STATED EXERCISE: Pull out every line in the items below that contains the word "groom", copying each line in full. Case counts when matching.

--- START OF RECORD EXCERPTS ---

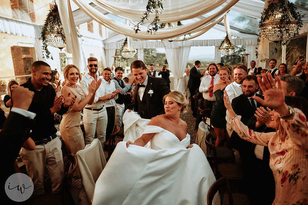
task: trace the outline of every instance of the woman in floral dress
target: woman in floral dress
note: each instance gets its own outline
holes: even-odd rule
[[[270,113],[271,119],[269,126],[278,130],[277,132],[260,133],[249,129],[241,122],[241,116],[235,114],[225,92],[225,105],[230,116],[233,116],[231,125],[243,139],[268,147],[270,153],[270,166],[276,186],[273,204],[306,204],[308,203],[308,125],[304,113],[307,115],[308,112],[308,103],[299,97],[293,101],[294,103],[290,104],[300,108],[302,111],[287,106],[285,103],[279,77],[277,78],[276,88],[270,74],[268,77],[269,82],[265,75],[262,75],[264,83],[261,78],[258,78],[264,100],[257,97],[253,98],[263,105],[274,109]],[[258,117],[262,116],[259,116]]]
[[[63,70],[66,81],[61,90],[65,98],[71,95],[77,97],[74,104],[63,115],[60,124],[60,131],[65,147],[69,153],[76,152],[84,148],[83,136],[80,128],[80,113],[87,104],[91,104],[95,97],[95,92],[99,86],[101,79],[96,82],[93,80],[89,85],[89,94],[87,95],[77,83],[81,80],[79,69],[74,65],[68,65]]]

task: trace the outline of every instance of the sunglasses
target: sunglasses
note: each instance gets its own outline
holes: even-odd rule
[[[116,72],[117,70],[120,70],[121,71],[124,71],[124,69],[123,69],[122,68],[116,68],[115,70],[115,72]]]

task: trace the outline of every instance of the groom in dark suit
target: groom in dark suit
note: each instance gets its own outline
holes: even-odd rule
[[[243,79],[243,93],[233,99],[232,106],[234,112],[242,117],[241,121],[252,130],[260,132],[275,132],[264,125],[258,125],[257,118],[254,115],[257,108],[266,108],[253,99],[257,96],[263,98],[256,93],[258,85],[257,77],[248,75]],[[263,116],[260,116],[261,117]],[[256,128],[257,128],[256,129]],[[241,138],[233,132],[228,145],[240,153],[244,167],[247,173],[249,183],[252,185],[249,195],[256,204],[271,204],[275,196],[275,181],[270,168],[270,152],[267,147],[256,145]],[[260,197],[260,196],[263,196]]]
[[[134,94],[134,111],[142,118],[151,119],[165,113],[163,98],[171,91],[164,80],[148,75],[147,71],[141,61],[135,61],[131,65],[131,71],[138,83]]]
[[[201,62],[199,61],[196,61],[195,62],[195,66],[192,68],[189,72],[189,79],[188,80],[187,87],[189,89],[190,96],[192,98],[196,94],[196,90],[200,87],[200,83],[201,82],[201,78],[203,76],[204,70],[199,72],[198,69],[201,65]],[[195,107],[195,101],[192,99],[192,100],[191,109],[193,111]]]

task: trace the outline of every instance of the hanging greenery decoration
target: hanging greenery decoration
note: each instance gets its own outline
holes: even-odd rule
[[[264,10],[259,26],[259,36],[256,48],[257,57],[257,48],[260,37],[279,45],[285,45],[286,41],[299,34],[298,30],[303,26],[301,15],[296,6],[288,0],[271,0],[268,7]],[[277,52],[275,48],[275,51]]]
[[[78,37],[81,38],[82,36],[79,34],[77,27],[76,31]],[[55,3],[53,8],[49,10],[41,34],[39,39],[42,41],[43,57],[53,60],[47,46],[58,48],[62,50],[66,45],[65,37],[56,4]]]
[[[139,29],[139,25],[143,24],[145,19],[148,20],[148,18],[149,16],[150,13],[153,13],[152,11],[155,12],[155,17],[151,23],[148,26],[147,33],[148,34],[151,33],[152,34],[152,31],[155,33],[158,30],[160,21],[159,15],[160,14],[161,14],[161,12],[164,9],[163,8],[163,0],[149,0],[147,5],[146,10],[144,14],[145,16],[143,16],[141,18],[141,21],[134,27],[134,30],[136,34],[138,33],[139,31],[141,30]]]

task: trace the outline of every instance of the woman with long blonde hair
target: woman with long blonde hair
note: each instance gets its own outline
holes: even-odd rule
[[[60,124],[60,131],[63,141],[69,153],[76,152],[84,148],[84,140],[80,128],[80,113],[87,104],[91,104],[94,101],[95,93],[102,82],[100,78],[97,82],[93,80],[89,85],[89,94],[82,90],[78,82],[81,80],[79,69],[74,65],[67,65],[63,70],[66,83],[61,89],[64,99],[70,95],[75,95],[76,100],[69,107],[68,111],[63,115]]]
[[[276,85],[270,73],[267,76],[262,74],[262,78],[264,83],[259,77],[258,82],[264,99],[257,97],[253,98],[264,106],[273,109],[270,113],[269,126],[277,131],[265,133],[249,129],[241,122],[241,116],[235,114],[225,92],[225,104],[232,117],[231,126],[242,139],[268,147],[270,155],[270,166],[276,184],[273,204],[306,204],[308,201],[306,179],[308,175],[308,125],[306,118],[308,102],[299,98],[287,99],[286,103],[279,77],[276,78]]]

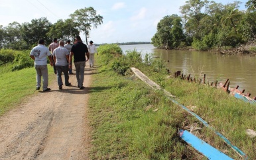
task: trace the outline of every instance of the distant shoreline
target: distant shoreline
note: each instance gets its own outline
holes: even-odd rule
[[[123,43],[112,43],[112,44],[116,44],[117,45],[121,46],[121,45],[135,45],[135,44],[151,44],[151,42],[123,42]],[[101,45],[104,45],[104,44],[109,44],[107,43],[104,43],[104,44],[96,44],[95,45],[96,46],[99,46]]]

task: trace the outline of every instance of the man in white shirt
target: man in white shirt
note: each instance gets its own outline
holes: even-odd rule
[[[90,41],[90,44],[88,44],[88,51],[90,53],[89,58],[89,63],[90,67],[94,67],[94,54],[97,53],[96,46],[94,44],[94,42],[92,40]]]
[[[52,53],[57,71],[57,79],[59,89],[62,89],[63,85],[62,79],[61,77],[62,72],[64,73],[65,77],[65,85],[71,85],[71,83],[68,82],[69,76],[68,60],[69,59],[69,55],[70,53],[68,52],[68,50],[64,47],[64,42],[60,40],[59,42],[59,46],[56,48]]]
[[[50,51],[50,52],[52,53],[52,58],[53,60],[53,56],[52,56],[52,53],[53,53],[53,51],[55,50],[55,48],[56,48],[57,47],[58,47],[58,39],[57,38],[54,38],[53,39],[53,41],[51,44],[50,44],[49,45],[49,50]],[[53,69],[54,70],[54,73],[56,74],[57,72],[56,71],[56,67],[55,67],[55,64],[54,63],[53,63]]]
[[[64,45],[64,48],[66,48],[68,50],[68,53],[70,53],[72,47],[72,45],[71,45],[71,44],[70,44],[70,40],[68,40],[67,41],[67,44]],[[73,74],[72,66],[72,65],[71,65],[71,68],[68,69],[68,73],[70,73],[70,74]]]
[[[41,39],[38,41],[38,45],[34,47],[30,54],[31,58],[34,61],[34,68],[36,71],[36,90],[41,87],[41,78],[42,77],[42,91],[48,91],[48,68],[47,57],[50,60],[50,65],[53,66],[53,60],[51,54],[47,47],[44,46],[44,40]]]

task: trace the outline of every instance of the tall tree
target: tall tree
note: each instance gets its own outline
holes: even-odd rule
[[[21,29],[21,25],[17,22],[10,23],[4,28],[3,48],[13,50],[24,49],[25,44],[23,41]]]
[[[246,4],[245,7],[250,10],[255,10],[256,9],[256,0],[249,0]]]
[[[177,15],[165,16],[157,24],[157,32],[151,39],[153,44],[160,48],[173,49],[184,40],[181,18]]]
[[[58,38],[63,40],[73,40],[76,35],[79,34],[79,31],[71,19],[66,19],[64,21],[60,19],[50,27],[47,35],[54,38]]]
[[[23,23],[22,25],[23,37],[29,45],[28,48],[36,44],[38,40],[41,38],[44,39],[46,44],[50,44],[52,39],[47,36],[46,34],[50,31],[51,26],[52,24],[46,17],[32,19],[31,23]]]
[[[242,13],[241,11],[233,7],[229,7],[227,9],[227,13],[222,17],[222,21],[225,25],[230,24],[235,32],[237,34],[236,26],[239,22],[241,17]]]
[[[187,36],[196,36],[200,39],[201,20],[206,15],[202,13],[202,9],[207,3],[206,0],[188,0],[186,1],[186,5],[180,7],[182,18],[186,19],[184,29]]]
[[[103,22],[103,17],[97,15],[96,11],[92,7],[78,9],[70,17],[80,30],[84,32],[87,44],[92,27],[97,28]]]

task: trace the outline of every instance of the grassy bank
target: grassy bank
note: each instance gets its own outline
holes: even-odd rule
[[[112,56],[99,54],[96,57],[98,67],[93,75],[90,99],[92,159],[206,159],[179,138],[179,129],[190,131],[231,158],[241,158],[214,132],[172,103],[161,91],[153,91],[135,78],[129,67],[139,68],[178,97],[180,103],[193,108],[250,159],[256,159],[255,138],[245,134],[247,129],[255,130],[255,106],[221,90],[170,78],[161,61],[145,60],[141,63],[135,53],[126,58]],[[105,57],[111,58],[106,61],[102,58]]]
[[[36,91],[36,71],[34,67],[11,71],[7,63],[0,67],[0,116],[16,107]],[[48,66],[49,82],[55,79],[53,69]]]
[[[191,132],[231,158],[240,159],[221,138],[171,102],[161,91],[155,91],[136,78],[129,69],[135,67],[178,97],[180,104],[193,109],[250,159],[256,159],[256,139],[245,134],[247,129],[256,130],[255,105],[221,90],[171,78],[164,63],[150,56],[143,60],[136,51],[122,56],[121,49],[111,45],[101,46],[98,51],[90,88],[90,159],[206,159],[180,139],[180,129]],[[1,71],[5,70],[3,67]],[[48,69],[51,81],[56,75],[52,67]],[[1,115],[37,92],[35,76],[33,67],[1,73]]]

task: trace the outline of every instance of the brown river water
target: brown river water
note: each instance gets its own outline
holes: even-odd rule
[[[221,55],[214,52],[188,50],[165,50],[154,48],[151,44],[120,46],[123,52],[137,50],[166,61],[166,68],[172,73],[177,71],[191,77],[203,79],[211,82],[218,81],[225,83],[229,79],[230,87],[239,85],[239,89],[245,89],[245,93],[256,96],[256,57],[238,55]]]

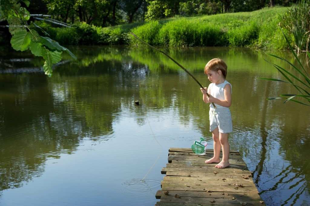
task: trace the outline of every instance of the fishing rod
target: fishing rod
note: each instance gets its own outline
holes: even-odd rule
[[[203,86],[202,86],[202,85],[200,83],[200,82],[199,82],[198,81],[198,80],[197,80],[197,79],[196,79],[196,78],[195,78],[195,77],[194,77],[193,76],[193,74],[191,74],[190,72],[189,72],[188,71],[187,69],[186,69],[183,66],[182,66],[182,65],[181,65],[180,64],[179,64],[179,62],[178,62],[177,61],[176,61],[173,58],[172,58],[172,57],[170,57],[170,56],[169,56],[168,54],[166,54],[164,52],[162,51],[161,51],[161,50],[158,49],[156,48],[155,47],[154,47],[151,46],[151,45],[149,45],[149,44],[148,44],[145,41],[144,41],[143,40],[142,40],[140,39],[140,38],[139,38],[138,36],[137,36],[136,35],[135,35],[132,32],[131,32],[131,34],[132,35],[133,35],[136,38],[136,39],[137,39],[138,40],[139,40],[139,41],[141,41],[141,42],[142,42],[143,44],[146,44],[149,47],[151,47],[152,48],[153,48],[154,49],[155,49],[155,50],[156,50],[156,51],[158,51],[158,52],[160,52],[162,53],[165,56],[166,56],[167,57],[168,57],[170,59],[171,59],[171,60],[172,60],[173,61],[173,62],[174,62],[174,63],[175,63],[175,64],[176,64],[178,66],[179,66],[179,67],[181,67],[181,68],[182,68],[182,69],[183,70],[184,70],[185,72],[186,72],[186,73],[187,74],[189,74],[190,76],[191,77],[192,77],[193,78],[193,79],[194,79],[194,80],[195,80],[195,81],[196,81],[196,82],[197,82],[198,84],[199,85],[199,86],[200,86],[201,87],[202,89],[204,89],[204,87]],[[207,96],[208,97],[210,97],[210,95],[209,95],[209,94],[208,94],[207,93],[206,93],[206,94]],[[212,105],[213,106],[213,107],[214,107],[215,109],[215,108],[216,108],[216,107],[215,107],[215,105],[214,104],[214,103],[213,103],[213,102],[212,102],[211,103],[212,104]]]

--- END OF RECORD EXCERPTS ---

OUTPUT FOR THIS EXERCISE:
task: trace the outline of every instance of the groom in dark suit
target: groom in dark suit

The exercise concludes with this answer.